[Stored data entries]
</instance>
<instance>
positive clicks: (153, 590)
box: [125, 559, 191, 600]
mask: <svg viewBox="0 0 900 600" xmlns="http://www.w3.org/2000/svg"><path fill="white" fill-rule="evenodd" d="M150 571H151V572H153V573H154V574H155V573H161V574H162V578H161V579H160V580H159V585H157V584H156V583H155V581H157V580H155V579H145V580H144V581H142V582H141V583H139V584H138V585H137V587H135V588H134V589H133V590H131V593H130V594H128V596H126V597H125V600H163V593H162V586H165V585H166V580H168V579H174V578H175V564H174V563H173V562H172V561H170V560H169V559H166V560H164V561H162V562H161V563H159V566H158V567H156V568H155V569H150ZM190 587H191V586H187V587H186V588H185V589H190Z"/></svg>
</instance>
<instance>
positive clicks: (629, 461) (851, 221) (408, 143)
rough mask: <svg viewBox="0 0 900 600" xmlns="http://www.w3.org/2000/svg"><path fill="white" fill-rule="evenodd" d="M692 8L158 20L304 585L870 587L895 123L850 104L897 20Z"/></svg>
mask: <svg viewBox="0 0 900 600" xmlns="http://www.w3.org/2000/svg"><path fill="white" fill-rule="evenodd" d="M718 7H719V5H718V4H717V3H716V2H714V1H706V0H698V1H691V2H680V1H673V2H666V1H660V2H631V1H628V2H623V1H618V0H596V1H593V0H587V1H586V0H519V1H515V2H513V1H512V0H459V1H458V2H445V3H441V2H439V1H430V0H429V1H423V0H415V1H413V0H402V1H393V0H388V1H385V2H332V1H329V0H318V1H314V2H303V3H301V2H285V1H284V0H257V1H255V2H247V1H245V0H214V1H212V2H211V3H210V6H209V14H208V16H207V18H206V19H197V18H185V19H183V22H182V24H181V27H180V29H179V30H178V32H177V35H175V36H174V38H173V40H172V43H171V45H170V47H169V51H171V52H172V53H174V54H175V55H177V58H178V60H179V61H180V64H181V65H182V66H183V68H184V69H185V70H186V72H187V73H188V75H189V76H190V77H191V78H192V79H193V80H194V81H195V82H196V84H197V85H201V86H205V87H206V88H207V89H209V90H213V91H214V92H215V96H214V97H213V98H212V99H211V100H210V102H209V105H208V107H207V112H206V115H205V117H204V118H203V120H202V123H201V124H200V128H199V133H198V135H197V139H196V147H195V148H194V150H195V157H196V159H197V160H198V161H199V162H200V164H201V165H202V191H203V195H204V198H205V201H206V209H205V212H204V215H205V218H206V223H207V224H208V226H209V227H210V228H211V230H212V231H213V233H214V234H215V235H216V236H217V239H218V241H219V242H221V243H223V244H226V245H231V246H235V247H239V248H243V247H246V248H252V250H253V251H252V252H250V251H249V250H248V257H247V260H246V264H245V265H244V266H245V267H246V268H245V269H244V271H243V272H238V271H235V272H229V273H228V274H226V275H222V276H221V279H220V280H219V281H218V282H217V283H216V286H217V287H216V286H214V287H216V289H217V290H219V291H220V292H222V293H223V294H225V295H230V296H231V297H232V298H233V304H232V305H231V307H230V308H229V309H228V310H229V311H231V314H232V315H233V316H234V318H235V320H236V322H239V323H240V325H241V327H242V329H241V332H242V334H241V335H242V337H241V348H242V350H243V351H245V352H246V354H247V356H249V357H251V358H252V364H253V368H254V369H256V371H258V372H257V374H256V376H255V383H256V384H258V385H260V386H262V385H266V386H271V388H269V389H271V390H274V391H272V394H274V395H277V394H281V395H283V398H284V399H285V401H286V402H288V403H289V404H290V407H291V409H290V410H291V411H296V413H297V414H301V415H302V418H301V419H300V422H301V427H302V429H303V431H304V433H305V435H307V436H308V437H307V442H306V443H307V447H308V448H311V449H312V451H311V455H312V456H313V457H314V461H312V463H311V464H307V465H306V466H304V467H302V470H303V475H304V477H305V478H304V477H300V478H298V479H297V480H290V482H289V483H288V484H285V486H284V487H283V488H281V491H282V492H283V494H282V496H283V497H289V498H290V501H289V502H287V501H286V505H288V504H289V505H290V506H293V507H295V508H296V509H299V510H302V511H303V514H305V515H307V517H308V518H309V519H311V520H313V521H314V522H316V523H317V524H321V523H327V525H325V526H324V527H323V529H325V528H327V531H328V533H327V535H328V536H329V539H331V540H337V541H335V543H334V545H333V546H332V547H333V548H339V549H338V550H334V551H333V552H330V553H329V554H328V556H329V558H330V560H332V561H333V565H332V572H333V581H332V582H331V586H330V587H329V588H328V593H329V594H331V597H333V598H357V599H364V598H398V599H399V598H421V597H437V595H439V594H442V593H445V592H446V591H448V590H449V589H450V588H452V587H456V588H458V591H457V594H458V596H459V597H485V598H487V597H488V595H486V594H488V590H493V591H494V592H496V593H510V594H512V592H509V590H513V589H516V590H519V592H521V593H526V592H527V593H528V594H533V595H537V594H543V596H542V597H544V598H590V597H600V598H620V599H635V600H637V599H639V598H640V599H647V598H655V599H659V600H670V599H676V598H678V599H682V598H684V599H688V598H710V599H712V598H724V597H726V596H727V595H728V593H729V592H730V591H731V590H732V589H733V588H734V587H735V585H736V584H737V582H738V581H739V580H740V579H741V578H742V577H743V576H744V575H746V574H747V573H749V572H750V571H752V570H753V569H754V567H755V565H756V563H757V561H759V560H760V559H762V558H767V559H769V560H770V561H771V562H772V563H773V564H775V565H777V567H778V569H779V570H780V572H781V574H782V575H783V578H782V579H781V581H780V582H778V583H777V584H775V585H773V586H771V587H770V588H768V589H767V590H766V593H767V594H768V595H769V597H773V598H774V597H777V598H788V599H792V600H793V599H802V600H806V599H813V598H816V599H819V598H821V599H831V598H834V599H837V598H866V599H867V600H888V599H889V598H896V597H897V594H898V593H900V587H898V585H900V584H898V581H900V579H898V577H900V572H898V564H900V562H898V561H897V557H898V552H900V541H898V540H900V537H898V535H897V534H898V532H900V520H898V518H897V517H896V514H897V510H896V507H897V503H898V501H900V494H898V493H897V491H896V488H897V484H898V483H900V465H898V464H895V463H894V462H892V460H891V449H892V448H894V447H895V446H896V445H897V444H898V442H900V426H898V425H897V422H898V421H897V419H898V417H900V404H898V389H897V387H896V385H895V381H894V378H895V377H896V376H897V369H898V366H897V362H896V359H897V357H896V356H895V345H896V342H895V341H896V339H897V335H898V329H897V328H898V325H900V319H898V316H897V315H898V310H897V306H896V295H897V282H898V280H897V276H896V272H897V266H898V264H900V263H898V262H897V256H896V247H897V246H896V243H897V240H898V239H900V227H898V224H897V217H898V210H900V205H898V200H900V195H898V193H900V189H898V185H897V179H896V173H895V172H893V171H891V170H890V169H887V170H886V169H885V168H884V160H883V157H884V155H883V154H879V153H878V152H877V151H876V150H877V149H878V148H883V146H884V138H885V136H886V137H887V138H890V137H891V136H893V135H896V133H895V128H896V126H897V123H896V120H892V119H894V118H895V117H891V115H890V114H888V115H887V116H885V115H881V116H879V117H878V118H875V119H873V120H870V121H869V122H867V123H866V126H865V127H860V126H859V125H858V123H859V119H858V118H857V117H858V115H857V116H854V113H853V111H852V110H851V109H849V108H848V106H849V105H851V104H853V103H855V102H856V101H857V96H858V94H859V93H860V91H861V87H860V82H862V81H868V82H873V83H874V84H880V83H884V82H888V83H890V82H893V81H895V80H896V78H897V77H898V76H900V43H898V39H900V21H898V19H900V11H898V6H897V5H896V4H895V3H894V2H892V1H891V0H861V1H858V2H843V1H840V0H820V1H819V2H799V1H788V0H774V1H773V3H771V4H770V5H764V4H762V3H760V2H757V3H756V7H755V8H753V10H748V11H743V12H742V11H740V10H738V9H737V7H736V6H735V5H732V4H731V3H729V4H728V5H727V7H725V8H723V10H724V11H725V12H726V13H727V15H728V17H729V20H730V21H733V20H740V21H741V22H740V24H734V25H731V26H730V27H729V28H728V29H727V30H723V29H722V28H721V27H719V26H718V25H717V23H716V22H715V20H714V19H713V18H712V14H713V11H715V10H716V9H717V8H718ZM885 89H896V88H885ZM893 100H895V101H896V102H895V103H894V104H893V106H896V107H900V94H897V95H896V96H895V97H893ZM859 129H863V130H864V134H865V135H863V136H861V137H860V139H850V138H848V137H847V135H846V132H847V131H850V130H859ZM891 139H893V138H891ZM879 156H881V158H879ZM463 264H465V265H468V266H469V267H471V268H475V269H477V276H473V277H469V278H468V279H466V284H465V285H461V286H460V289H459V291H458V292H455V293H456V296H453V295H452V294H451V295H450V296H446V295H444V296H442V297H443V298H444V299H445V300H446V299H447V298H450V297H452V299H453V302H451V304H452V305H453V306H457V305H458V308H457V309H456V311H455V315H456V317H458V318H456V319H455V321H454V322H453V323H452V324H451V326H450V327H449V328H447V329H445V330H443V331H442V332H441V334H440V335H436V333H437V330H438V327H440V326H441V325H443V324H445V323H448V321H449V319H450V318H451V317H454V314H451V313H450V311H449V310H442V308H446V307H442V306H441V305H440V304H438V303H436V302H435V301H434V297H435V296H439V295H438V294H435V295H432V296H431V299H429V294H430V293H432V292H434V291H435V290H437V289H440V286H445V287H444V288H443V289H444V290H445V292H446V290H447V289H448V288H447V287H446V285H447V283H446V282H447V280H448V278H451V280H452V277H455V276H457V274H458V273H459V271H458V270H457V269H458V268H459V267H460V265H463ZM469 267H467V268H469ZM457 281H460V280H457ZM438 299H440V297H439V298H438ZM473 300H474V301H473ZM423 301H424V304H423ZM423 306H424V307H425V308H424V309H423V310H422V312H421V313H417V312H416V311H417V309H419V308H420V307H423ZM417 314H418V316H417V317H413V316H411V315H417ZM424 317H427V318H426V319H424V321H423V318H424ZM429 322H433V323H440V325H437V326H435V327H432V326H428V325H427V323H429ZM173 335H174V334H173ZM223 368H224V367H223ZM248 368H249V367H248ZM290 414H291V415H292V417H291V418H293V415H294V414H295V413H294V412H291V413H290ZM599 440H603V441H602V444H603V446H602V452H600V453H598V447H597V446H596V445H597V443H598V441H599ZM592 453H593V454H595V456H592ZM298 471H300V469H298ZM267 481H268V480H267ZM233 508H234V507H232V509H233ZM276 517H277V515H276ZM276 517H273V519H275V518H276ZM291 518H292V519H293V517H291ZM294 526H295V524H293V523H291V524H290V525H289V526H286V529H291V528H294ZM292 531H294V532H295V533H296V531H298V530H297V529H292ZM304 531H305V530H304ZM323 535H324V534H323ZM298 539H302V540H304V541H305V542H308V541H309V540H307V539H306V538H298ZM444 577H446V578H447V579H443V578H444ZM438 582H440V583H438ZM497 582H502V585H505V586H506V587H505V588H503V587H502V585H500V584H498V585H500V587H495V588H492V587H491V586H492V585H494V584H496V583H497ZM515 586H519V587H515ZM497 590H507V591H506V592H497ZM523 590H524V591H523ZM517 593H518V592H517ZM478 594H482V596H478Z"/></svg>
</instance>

▸ **EXERCISE DIRECTIONS**: Rewrite the records from their start through the line holding "box: [125, 559, 191, 600]", inclusive, changing "positive clicks" to "foreground clicks" and leaving everything else as it is.

▸ **OUTPUT FOR THIS EXERCISE**:
</instance>
<instance>
foreground clicks: (153, 590)
box: [125, 559, 191, 600]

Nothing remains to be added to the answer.